■ **GIVEN EXERCISE A**: Copy the rows from the line containing "target: forehead" through the end of the rows, including both ends, reproducing each line unchanged.

■ **PROVIDED PASSAGE**:
»»
In this instance, if there are 16 bits per pixel or two (2) bytes, then 1024×768×2 bytes is approximately 1.5 megabytes of information for each frame of data representing the data displayed on the display terminal 47 of the host computing system 14 to the maintenance computing system 22. The software requires a significant amount of processing time from the CPU of the host computing system to collect and compress the data, and transmission of the data uses unacceptable amounts of network bandwidth.
Another issue with conventional software-based maintenance systems is that the software, 46a and 46b; resident on the host and maintenance computing systems is OS-based software and are only operable once the operating system has been initialized. As such, the software is not operable during power on and initialization of the host computing system. During start up of the computing system, the Basic Input Output System is initiated and a power on self test (POST) is performed. POST performs several tests of the hardware components of the computing system and displays the results of these tests in a text mode on the display 47 of the host computing system 14. It is only after POST has run that the operating system associated with the host computing system is initiated. As such, the text information displayed by POST to the display terminal 47 of the host computing system 14 is not accessible by the software, 46a and 46b, of the conventional software-based systems. Thus, the maintenance personnel located at the remote location cannot assess if there are problems with the host computing system that are found and flagged during POST.
FIG. 2B is an illustration of a conventional software/hardware hybrid system. A system according to this configuration has been developed by American Megatrends, Inc., who is also the current assignee of the present invention. In this system, snooping hardware 48 is added to each of the host computing systems, 14a-14n, to detect when the video controller is in a text mode and retrieve text data for display at the maintenance computing system 22. The snooping hardware is connected to the same PCI Bus to which the video controller 42 is connected. The host computing system also includes hardware, not shown, for assessing information related to the health of the computing system.
Further, the system includes bus master hardware 44 for retrieving and transmitting text and graphic data to the maintenance computing system 22. The bus master hardware includes a private network 45a separate from the main network 45b of the host computing system for transmission of data to the maintenance computing system. The private network 45a is typically preferred as a separate network connection so that the bandwidth of the main server connection of the host computing system 14 is not affected. In the discussions below, conservation of network bandwidth refers to this private connection. It is understood that conservation of bandwidth in the private network 45a is an important concern.
Importantly, with regard to the software/hardware hybrid system, the snooping hardware allows for capture of text mode data during POST and start up of the host computing system. Further, if the video controller and snooping hardware are connected to PCI Bus 0, the snooping hardware may be used to emulate keyboard and mouse commands to the host computing system.
««
■ **RECORD EXCERPTS**:
»»
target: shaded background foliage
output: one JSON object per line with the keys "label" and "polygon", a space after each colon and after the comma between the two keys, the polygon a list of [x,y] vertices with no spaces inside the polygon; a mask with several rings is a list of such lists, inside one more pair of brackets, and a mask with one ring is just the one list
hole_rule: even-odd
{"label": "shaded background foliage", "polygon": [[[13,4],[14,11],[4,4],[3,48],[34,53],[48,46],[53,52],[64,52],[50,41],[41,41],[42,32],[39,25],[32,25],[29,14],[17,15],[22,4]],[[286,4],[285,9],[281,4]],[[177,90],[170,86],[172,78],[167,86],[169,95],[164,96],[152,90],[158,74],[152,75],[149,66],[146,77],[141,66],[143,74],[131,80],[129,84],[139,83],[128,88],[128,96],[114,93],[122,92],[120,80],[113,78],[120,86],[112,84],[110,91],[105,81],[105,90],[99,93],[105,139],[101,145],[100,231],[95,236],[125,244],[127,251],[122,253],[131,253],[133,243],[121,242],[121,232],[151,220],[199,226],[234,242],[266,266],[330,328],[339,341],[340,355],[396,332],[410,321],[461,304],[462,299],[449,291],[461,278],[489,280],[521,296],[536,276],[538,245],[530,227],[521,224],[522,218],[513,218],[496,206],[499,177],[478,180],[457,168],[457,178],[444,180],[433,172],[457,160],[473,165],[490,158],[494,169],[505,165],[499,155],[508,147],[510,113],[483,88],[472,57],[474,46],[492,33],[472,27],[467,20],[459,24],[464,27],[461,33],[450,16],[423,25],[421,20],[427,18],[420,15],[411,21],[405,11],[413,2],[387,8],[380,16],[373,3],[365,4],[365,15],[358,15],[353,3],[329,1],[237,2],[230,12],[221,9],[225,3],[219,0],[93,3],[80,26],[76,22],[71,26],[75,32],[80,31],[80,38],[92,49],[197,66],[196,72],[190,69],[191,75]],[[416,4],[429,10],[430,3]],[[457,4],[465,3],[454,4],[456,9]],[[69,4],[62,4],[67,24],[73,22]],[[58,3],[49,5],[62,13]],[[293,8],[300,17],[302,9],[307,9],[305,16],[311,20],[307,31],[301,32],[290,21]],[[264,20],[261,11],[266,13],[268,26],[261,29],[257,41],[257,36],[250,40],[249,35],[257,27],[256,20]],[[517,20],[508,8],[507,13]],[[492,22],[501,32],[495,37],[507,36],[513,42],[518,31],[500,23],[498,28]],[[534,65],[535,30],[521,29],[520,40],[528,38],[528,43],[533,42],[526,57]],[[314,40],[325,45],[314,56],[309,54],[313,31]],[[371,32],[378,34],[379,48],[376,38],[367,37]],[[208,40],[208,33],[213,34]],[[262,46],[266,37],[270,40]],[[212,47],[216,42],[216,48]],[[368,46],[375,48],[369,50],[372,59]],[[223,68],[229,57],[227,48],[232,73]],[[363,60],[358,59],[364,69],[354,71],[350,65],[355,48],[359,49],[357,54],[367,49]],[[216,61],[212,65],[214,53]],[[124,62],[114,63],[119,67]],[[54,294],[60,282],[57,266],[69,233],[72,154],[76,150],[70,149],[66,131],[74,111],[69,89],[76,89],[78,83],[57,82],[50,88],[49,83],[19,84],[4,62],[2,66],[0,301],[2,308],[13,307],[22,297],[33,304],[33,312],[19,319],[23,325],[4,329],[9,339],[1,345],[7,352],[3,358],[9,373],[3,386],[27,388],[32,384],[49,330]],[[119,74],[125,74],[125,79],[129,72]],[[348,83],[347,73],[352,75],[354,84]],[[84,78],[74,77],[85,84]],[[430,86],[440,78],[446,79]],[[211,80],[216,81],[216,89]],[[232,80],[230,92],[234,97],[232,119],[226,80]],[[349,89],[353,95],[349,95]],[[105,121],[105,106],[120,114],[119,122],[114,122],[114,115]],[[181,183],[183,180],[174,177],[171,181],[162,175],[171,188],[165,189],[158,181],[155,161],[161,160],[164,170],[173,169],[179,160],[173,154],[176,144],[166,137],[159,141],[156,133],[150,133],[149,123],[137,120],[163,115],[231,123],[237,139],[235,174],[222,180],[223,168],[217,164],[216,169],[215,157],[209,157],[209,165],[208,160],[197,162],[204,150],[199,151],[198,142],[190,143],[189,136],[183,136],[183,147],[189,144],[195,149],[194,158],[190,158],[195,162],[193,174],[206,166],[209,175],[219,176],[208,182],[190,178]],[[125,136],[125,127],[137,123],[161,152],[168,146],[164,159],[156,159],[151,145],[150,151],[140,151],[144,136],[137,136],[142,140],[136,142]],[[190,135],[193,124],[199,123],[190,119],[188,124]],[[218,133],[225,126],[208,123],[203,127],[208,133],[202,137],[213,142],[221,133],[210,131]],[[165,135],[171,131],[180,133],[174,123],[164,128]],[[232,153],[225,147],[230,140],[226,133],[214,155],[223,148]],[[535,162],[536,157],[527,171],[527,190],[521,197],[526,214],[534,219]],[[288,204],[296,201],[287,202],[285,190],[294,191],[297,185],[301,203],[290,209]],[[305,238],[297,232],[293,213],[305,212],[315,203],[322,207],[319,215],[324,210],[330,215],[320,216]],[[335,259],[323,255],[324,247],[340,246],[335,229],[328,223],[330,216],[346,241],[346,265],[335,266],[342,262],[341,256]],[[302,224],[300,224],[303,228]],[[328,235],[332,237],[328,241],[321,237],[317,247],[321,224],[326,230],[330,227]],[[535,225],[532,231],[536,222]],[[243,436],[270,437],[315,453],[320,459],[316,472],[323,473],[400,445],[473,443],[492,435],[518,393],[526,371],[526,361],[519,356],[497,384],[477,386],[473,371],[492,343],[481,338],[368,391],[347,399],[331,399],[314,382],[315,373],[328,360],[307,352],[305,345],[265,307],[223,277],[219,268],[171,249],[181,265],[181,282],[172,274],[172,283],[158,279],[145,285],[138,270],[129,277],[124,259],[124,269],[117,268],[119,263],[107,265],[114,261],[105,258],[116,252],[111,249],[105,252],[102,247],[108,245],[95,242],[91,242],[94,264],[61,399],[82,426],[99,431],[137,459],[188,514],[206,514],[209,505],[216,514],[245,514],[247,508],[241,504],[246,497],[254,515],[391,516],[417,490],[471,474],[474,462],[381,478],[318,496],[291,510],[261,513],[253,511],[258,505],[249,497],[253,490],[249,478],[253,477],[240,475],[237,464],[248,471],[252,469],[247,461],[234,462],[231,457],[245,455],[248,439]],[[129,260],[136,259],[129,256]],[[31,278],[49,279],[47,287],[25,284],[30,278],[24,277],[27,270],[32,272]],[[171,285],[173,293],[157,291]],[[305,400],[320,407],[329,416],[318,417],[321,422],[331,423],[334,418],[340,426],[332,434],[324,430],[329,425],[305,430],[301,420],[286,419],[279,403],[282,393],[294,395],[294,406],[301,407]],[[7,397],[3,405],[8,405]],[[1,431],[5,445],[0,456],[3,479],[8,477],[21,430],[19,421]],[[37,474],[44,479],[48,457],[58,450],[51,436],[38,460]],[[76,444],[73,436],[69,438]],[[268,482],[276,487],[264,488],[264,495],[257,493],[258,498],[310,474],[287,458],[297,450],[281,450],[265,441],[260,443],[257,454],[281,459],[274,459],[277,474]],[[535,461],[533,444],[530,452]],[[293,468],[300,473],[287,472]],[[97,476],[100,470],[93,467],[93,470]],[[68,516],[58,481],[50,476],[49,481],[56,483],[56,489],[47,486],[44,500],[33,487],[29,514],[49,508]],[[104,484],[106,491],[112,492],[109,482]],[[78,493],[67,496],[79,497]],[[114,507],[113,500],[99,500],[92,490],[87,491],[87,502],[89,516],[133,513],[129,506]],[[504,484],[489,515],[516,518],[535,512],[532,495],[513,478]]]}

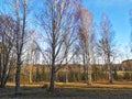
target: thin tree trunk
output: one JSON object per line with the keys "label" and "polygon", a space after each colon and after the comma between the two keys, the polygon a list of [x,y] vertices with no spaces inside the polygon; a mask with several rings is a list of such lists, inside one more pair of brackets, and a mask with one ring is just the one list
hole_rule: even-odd
{"label": "thin tree trunk", "polygon": [[112,72],[110,64],[108,65],[108,70],[109,70],[109,84],[112,84]]}
{"label": "thin tree trunk", "polygon": [[51,72],[51,82],[50,82],[50,91],[54,91],[54,85],[55,85],[55,65],[52,66],[52,72]]}
{"label": "thin tree trunk", "polygon": [[18,55],[16,74],[15,74],[15,95],[20,92],[20,72],[21,72],[21,57]]}

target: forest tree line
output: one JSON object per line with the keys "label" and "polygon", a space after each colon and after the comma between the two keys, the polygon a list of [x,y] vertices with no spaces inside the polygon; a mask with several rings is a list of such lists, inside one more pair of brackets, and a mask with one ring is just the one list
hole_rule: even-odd
{"label": "forest tree line", "polygon": [[[97,30],[92,13],[80,0],[42,0],[38,4],[36,2],[37,0],[2,0],[0,86],[4,88],[11,73],[15,72],[15,92],[19,94],[23,64],[29,64],[30,82],[33,77],[33,64],[48,66],[50,91],[54,91],[58,70],[64,66],[68,69],[69,64],[81,64],[84,80],[91,85],[92,73],[96,70],[92,69],[92,64],[99,61],[107,66],[108,82],[111,84],[112,65],[120,55],[114,41],[116,31],[109,16],[102,13]],[[131,16],[130,13],[130,25]],[[132,37],[130,42],[132,43]]]}

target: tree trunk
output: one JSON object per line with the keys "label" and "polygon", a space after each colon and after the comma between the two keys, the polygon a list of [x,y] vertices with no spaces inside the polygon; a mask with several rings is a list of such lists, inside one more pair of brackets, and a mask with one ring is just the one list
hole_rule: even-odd
{"label": "tree trunk", "polygon": [[91,65],[88,64],[88,85],[91,85]]}
{"label": "tree trunk", "polygon": [[110,64],[108,65],[108,70],[109,70],[109,84],[112,84],[112,72],[111,72],[111,66]]}
{"label": "tree trunk", "polygon": [[55,85],[55,65],[52,66],[52,72],[51,72],[51,82],[50,82],[50,91],[54,91],[54,85]]}
{"label": "tree trunk", "polygon": [[21,57],[18,55],[16,74],[15,74],[15,95],[20,92],[20,72],[21,72]]}

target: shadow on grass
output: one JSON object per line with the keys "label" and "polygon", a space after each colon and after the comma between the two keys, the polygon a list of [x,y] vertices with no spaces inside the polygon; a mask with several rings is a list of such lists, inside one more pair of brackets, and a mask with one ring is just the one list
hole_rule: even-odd
{"label": "shadow on grass", "polygon": [[7,99],[132,99],[132,89],[111,88],[56,88],[53,94],[41,87],[22,87],[18,97],[14,87],[0,89],[0,98]]}

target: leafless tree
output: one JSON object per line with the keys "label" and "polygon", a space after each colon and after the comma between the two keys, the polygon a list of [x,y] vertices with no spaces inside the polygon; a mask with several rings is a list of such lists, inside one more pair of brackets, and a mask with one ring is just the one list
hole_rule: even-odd
{"label": "leafless tree", "polygon": [[107,16],[107,14],[102,14],[102,19],[100,22],[100,34],[101,38],[99,41],[100,53],[102,53],[105,57],[105,63],[108,66],[109,72],[109,82],[112,82],[112,57],[114,54],[114,32],[112,30],[112,25]]}
{"label": "leafless tree", "polygon": [[[131,29],[132,29],[132,10],[130,10],[130,25],[131,25]],[[131,33],[130,33],[130,48],[131,48],[131,53],[132,53],[132,30],[131,30]]]}
{"label": "leafless tree", "polygon": [[[10,15],[0,14],[0,87],[4,87],[7,79],[15,66],[13,55],[15,22]],[[14,61],[12,63],[12,61]]]}
{"label": "leafless tree", "polygon": [[90,66],[90,26],[92,23],[92,14],[81,7],[80,9],[80,25],[79,25],[79,46],[84,59],[85,80],[91,84],[91,66]]}
{"label": "leafless tree", "polygon": [[50,63],[46,61],[51,66],[50,91],[54,91],[55,73],[62,68],[67,57],[67,48],[64,47],[65,38],[69,40],[68,48],[75,38],[77,6],[78,0],[44,0],[43,11],[37,16],[44,29],[45,46],[51,52],[48,53]]}
{"label": "leafless tree", "polygon": [[13,0],[10,2],[14,9],[15,26],[15,54],[16,54],[16,73],[15,73],[15,94],[20,90],[20,73],[22,65],[22,52],[26,34],[26,11],[28,0]]}

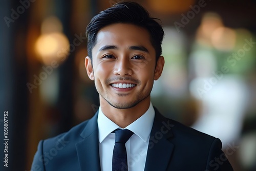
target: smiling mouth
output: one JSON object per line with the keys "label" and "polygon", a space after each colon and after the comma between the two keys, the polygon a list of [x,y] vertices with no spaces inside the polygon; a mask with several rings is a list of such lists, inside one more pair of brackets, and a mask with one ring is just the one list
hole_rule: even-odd
{"label": "smiling mouth", "polygon": [[112,83],[111,84],[111,86],[113,87],[115,87],[117,88],[120,89],[126,89],[126,88],[131,88],[134,87],[136,86],[135,84],[132,83]]}

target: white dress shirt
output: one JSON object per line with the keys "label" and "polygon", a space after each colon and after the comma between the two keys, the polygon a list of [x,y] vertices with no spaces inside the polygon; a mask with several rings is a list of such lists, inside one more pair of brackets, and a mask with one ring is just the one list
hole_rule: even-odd
{"label": "white dress shirt", "polygon": [[[154,118],[155,110],[151,103],[148,109],[142,116],[125,128],[134,133],[125,143],[129,171],[144,170]],[[115,133],[112,132],[120,127],[103,114],[100,106],[98,126],[101,170],[111,171],[115,136]]]}

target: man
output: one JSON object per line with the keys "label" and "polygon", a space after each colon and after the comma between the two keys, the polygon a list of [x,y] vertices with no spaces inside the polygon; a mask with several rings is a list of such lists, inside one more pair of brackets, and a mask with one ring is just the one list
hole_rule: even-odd
{"label": "man", "polygon": [[[87,36],[85,66],[100,108],[92,119],[41,141],[33,170],[232,170],[219,139],[153,106],[150,93],[164,64],[164,32],[144,8],[118,3],[92,19]],[[120,145],[118,133],[126,131],[128,140]],[[115,142],[125,149],[115,148]],[[124,155],[117,157],[119,150]]]}

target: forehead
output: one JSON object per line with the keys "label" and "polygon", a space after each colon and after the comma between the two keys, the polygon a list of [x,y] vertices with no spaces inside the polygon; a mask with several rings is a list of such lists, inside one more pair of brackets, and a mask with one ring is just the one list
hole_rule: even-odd
{"label": "forehead", "polygon": [[145,28],[130,24],[114,24],[104,27],[97,34],[93,49],[105,45],[118,47],[143,46],[154,50],[149,32]]}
««
■ **GIVEN EXERCISE B**: Decide whether each statement agrees with the passage on remote maintenance systems. Answer yes or no and quote the deciding words. (i) The private network 45a is separate from the main network 45b of the host computing system. (ii) The software 46a and 46b can access the text information that POST displays. (iii) The snooping hardware is connected to the same PCI Bus as the video controller 42.

■ **EXERCISE RESULT A**:
target: forehead
output: one JSON object per line with the keys "label" and "polygon", a space after each colon and after the comma between the two keys, the polygon a list of [x,y] vertices with no spaces inside the polygon; a mask with several rings is a list of such lists, inside one more pair of brackets, and a mask with one ring is just the one list
hole_rule: even-odd
{"label": "forehead", "polygon": [[145,28],[130,24],[114,24],[104,27],[97,34],[93,49],[105,45],[118,47],[143,46],[154,50],[149,32]]}

■ **EXERCISE RESULT B**:
(i) Yes: "a private network 45a separate from the main network 45b of the host computing system"
(ii) No: "is not accessible by the software, 46a and 46b, of the conventional software-based systems"
(iii) Yes: "The snooping hardware is connected to the same PCI Bus to which the video controller 42 is connected."